Requirements: Before reading the items below, write out word for word everything from the line containing "of the skate" down through the last line of the items, keeping both ends, and nothing else.

□ □ □

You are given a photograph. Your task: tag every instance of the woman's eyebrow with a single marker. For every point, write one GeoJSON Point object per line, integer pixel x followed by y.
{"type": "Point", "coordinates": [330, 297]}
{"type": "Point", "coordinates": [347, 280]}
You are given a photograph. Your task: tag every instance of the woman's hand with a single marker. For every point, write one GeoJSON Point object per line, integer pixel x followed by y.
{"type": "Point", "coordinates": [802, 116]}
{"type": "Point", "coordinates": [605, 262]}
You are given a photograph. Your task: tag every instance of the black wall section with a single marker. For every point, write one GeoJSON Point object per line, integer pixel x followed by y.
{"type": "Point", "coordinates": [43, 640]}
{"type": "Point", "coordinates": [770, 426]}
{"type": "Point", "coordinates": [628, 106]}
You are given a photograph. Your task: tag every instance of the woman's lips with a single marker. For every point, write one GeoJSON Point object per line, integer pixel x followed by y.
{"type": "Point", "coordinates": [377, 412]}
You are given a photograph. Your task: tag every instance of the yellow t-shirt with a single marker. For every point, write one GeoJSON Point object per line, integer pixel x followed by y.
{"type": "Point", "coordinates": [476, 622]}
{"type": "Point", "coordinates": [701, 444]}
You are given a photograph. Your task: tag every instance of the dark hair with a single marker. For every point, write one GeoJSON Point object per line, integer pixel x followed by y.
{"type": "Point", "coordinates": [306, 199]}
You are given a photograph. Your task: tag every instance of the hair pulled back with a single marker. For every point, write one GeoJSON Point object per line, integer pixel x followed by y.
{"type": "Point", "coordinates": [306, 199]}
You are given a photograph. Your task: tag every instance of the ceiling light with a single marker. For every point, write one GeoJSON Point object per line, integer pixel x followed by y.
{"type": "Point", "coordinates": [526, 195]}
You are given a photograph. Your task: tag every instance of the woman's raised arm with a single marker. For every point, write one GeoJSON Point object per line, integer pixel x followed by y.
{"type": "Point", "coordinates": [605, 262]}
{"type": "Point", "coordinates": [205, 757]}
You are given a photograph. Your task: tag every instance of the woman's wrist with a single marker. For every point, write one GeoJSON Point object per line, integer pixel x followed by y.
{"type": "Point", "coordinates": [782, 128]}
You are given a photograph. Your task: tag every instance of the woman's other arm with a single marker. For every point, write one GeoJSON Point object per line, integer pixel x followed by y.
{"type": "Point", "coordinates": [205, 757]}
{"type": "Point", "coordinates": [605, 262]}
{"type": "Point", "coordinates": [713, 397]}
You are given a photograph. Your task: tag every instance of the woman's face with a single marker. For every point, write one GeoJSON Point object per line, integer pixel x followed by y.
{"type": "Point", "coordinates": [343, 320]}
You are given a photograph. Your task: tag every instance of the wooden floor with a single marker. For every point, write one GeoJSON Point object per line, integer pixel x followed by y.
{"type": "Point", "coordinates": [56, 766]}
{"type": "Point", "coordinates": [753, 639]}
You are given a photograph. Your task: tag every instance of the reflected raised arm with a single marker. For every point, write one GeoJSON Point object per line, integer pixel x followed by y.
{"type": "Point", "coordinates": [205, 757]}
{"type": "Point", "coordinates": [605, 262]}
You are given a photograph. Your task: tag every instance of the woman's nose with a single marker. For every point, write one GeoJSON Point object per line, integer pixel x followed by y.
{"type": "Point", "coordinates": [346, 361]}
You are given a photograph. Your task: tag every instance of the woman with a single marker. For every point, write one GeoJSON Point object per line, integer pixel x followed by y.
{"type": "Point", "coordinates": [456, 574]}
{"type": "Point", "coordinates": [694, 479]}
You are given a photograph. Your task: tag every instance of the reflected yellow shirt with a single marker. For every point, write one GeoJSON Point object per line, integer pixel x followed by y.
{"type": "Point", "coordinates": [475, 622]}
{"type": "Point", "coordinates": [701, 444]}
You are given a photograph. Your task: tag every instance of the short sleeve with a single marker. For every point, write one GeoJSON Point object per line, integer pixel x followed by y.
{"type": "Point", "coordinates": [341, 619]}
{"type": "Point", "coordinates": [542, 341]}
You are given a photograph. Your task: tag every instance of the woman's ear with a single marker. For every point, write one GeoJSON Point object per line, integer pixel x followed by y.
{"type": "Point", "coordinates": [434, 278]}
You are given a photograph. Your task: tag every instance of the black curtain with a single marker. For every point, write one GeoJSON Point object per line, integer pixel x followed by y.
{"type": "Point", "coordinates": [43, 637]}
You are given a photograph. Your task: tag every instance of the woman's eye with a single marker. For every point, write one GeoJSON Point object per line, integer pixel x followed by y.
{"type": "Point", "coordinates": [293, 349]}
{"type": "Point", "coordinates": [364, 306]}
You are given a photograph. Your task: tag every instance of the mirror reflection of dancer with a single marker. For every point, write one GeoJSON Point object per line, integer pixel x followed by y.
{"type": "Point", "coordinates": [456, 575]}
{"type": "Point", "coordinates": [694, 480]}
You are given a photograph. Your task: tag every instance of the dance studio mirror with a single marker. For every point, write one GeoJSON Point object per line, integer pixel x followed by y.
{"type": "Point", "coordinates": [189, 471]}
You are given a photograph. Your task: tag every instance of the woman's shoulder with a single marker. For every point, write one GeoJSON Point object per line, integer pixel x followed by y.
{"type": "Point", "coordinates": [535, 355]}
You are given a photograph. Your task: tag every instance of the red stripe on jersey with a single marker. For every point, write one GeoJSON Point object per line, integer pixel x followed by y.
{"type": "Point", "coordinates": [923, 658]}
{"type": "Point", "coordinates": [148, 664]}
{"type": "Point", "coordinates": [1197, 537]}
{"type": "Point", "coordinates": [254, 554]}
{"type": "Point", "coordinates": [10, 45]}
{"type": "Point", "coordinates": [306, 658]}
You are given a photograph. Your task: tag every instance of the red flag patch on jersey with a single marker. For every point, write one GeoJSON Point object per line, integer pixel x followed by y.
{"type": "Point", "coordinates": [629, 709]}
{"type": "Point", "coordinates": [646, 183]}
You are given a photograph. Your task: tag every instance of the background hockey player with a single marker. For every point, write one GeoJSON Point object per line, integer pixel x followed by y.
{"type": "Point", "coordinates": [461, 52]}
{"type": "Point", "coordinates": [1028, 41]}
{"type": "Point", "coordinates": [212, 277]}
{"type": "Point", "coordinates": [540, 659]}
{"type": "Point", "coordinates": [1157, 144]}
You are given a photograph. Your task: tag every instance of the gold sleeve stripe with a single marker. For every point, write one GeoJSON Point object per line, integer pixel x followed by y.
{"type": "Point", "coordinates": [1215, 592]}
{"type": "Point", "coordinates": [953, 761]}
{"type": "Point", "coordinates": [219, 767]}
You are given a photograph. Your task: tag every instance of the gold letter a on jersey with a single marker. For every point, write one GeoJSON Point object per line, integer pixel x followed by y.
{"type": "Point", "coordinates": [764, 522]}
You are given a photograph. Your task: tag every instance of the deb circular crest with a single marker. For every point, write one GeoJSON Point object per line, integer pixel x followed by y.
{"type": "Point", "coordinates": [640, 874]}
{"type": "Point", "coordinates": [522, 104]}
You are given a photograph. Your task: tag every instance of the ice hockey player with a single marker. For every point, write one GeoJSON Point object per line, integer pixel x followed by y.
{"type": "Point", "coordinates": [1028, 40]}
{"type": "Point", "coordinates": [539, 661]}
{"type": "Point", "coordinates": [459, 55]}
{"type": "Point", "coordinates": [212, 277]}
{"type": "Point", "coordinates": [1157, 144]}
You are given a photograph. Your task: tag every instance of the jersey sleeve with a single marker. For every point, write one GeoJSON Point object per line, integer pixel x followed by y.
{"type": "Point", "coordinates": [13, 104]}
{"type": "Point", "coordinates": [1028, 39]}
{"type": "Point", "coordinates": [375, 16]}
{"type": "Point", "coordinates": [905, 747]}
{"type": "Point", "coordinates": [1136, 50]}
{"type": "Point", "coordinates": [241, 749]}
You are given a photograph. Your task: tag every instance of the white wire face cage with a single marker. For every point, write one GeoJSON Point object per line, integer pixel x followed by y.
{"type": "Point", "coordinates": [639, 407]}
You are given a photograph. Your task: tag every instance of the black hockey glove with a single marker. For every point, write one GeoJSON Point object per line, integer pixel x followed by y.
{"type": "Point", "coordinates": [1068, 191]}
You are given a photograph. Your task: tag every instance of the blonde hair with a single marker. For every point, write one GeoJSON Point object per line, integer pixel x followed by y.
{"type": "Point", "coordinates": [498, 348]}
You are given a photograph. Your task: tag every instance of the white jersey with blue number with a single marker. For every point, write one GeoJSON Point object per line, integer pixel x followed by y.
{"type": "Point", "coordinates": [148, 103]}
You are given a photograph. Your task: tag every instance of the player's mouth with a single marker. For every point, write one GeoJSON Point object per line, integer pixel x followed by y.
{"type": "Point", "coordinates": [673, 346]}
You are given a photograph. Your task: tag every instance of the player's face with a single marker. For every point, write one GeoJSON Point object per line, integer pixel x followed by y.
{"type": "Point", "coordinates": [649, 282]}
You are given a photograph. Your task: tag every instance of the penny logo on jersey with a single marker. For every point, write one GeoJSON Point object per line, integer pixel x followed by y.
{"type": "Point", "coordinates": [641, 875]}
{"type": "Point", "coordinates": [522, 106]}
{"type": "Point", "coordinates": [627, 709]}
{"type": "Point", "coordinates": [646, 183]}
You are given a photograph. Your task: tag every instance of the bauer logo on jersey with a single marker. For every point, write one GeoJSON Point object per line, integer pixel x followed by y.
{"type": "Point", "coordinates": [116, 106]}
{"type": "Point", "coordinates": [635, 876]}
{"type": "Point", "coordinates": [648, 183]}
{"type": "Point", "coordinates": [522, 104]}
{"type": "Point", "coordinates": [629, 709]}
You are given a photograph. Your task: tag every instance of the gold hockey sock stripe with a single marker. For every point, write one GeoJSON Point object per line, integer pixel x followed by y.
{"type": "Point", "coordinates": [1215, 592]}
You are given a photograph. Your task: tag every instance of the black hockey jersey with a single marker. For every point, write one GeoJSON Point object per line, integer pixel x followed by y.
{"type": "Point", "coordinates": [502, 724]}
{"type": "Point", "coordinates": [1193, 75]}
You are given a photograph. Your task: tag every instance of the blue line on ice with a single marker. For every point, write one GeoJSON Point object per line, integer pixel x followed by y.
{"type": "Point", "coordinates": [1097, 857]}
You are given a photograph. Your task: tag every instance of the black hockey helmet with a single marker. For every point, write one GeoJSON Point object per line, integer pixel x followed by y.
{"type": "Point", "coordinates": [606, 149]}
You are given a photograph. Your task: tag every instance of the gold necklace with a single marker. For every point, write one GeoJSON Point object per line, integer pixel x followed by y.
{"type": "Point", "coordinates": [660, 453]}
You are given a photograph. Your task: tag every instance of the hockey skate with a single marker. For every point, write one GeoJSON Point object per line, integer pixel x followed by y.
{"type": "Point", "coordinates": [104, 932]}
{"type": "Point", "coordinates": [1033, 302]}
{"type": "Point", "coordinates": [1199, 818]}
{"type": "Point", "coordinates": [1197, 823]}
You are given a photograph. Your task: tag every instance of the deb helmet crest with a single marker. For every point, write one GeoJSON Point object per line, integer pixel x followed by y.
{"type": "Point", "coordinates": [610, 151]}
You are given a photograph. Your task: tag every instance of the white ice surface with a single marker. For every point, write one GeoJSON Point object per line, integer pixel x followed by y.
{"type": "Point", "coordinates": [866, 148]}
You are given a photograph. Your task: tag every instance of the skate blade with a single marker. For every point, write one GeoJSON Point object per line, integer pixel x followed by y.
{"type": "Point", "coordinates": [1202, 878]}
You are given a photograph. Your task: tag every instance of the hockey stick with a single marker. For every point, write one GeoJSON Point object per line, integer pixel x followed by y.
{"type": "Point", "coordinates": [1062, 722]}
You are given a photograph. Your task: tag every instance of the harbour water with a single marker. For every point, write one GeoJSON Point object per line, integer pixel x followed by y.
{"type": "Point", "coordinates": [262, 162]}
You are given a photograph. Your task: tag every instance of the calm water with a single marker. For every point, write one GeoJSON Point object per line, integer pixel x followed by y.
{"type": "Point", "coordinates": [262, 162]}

□ □ □

Expected answer:
You are given a photograph. Your task: tag every instance of the skate blade with a single marker. For every point, write one GeoJSON Point object per line, integer pixel x followed by y.
{"type": "Point", "coordinates": [1202, 878]}
You are given a photograph. Your task: tag every instance of the hockey stick with a single marker. For every point, write one GeoJSON Point object per line, integer pixel x followed by y.
{"type": "Point", "coordinates": [1062, 722]}
You are given a photograph. Your task: tag every instance of the harbour water with a single marker. For every point, write one GeoJSON Point object per line, integer pixel x followed by y.
{"type": "Point", "coordinates": [262, 162]}
You are given a photograph. Your task: tag every instance of the calm water with a single marker. For every point, write one GeoJSON Point object per line, integer pixel x followed by y.
{"type": "Point", "coordinates": [262, 162]}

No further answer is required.